**To be done**
Reproduce only the stretch of records from the start through the line containing "point(341, 175)", keeping every line, requests included. Scale each coordinate in the answers by 0.4 and round to whole numbers, rounding halves up.

**Records from a point labeling set**
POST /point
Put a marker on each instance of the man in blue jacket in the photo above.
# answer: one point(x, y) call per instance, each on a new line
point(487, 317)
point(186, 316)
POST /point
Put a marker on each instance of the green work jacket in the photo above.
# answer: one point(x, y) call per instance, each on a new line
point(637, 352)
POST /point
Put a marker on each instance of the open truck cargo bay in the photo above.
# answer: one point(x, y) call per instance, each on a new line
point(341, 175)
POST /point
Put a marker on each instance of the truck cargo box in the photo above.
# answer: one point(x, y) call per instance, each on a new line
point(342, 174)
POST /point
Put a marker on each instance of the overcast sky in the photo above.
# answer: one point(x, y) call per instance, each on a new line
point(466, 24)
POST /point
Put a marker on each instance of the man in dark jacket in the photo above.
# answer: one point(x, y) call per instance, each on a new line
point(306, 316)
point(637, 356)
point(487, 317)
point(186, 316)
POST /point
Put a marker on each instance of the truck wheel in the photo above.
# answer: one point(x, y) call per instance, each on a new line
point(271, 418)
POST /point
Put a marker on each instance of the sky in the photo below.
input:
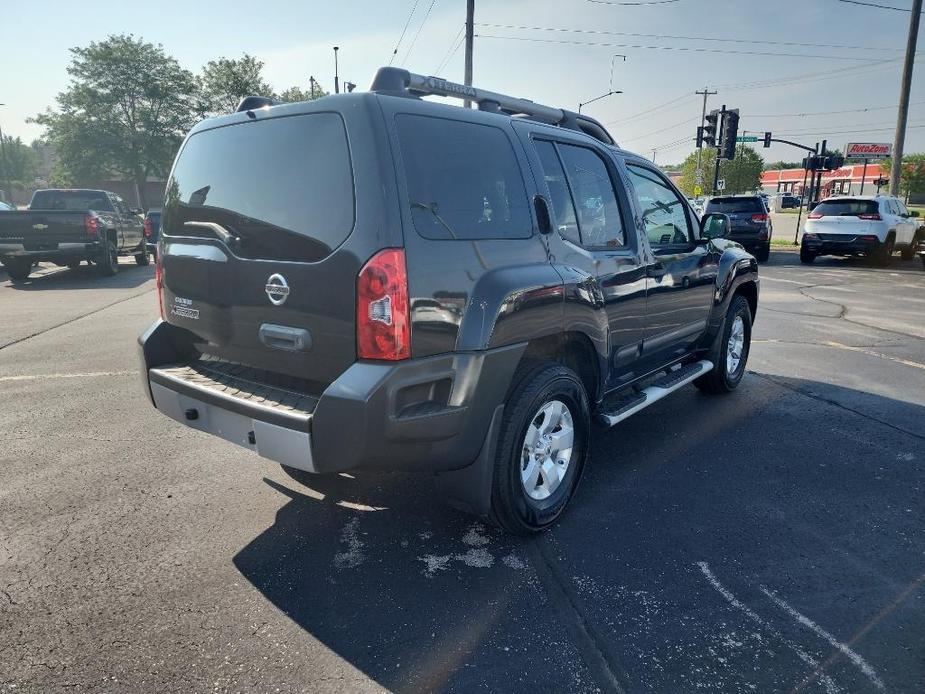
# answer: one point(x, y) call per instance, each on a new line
point(555, 52)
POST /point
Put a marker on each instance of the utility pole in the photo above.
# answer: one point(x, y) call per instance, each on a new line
point(336, 78)
point(470, 35)
point(703, 116)
point(903, 115)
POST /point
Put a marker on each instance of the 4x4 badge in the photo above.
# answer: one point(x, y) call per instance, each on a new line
point(277, 290)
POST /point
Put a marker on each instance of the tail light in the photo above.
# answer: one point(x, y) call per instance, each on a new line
point(159, 283)
point(383, 322)
point(92, 225)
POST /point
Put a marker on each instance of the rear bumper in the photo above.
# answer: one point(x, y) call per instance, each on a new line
point(422, 414)
point(52, 252)
point(851, 245)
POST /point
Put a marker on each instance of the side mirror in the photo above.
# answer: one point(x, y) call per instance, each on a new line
point(543, 218)
point(715, 225)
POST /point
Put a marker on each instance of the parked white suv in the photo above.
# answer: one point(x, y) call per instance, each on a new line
point(860, 225)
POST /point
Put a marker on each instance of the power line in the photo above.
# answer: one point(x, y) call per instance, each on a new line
point(650, 110)
point(688, 49)
point(873, 4)
point(685, 38)
point(454, 46)
point(418, 32)
point(401, 38)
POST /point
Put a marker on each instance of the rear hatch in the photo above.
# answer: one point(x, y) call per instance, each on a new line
point(843, 219)
point(261, 241)
point(748, 215)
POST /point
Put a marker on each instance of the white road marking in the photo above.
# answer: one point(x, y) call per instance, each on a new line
point(350, 537)
point(827, 681)
point(90, 374)
point(853, 656)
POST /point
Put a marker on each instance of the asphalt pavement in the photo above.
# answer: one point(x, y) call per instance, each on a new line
point(769, 540)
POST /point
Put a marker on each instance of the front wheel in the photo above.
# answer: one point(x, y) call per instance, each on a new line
point(730, 351)
point(542, 448)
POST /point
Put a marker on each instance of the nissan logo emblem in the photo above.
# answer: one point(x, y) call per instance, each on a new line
point(277, 289)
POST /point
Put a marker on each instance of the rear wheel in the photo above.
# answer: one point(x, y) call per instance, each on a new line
point(884, 253)
point(542, 448)
point(18, 268)
point(107, 262)
point(729, 353)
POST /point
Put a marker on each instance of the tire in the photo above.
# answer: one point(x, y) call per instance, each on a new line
point(18, 268)
point(107, 263)
point(546, 401)
point(727, 373)
point(884, 252)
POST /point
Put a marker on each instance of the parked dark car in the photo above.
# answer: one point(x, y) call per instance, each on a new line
point(751, 222)
point(152, 229)
point(66, 227)
point(376, 281)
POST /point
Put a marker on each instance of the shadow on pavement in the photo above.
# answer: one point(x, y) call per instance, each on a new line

**Exercise output**
POST /point
Put a marker on each instance of the man in blue jacket in the photo above.
# answer: one point(x, y) call per instance, each on a new line
point(195, 127)
point(74, 126)
POST /point
Put a marker on each instance of the green work jacket in the photo above.
# answer: one point(x, y) call per instance, each on a new line
point(255, 141)
POST /point
Put a marker on each instance of the open truck cargo bay in the photo above.
# answer: one point(x, y) call per instance, each on a new line
point(136, 70)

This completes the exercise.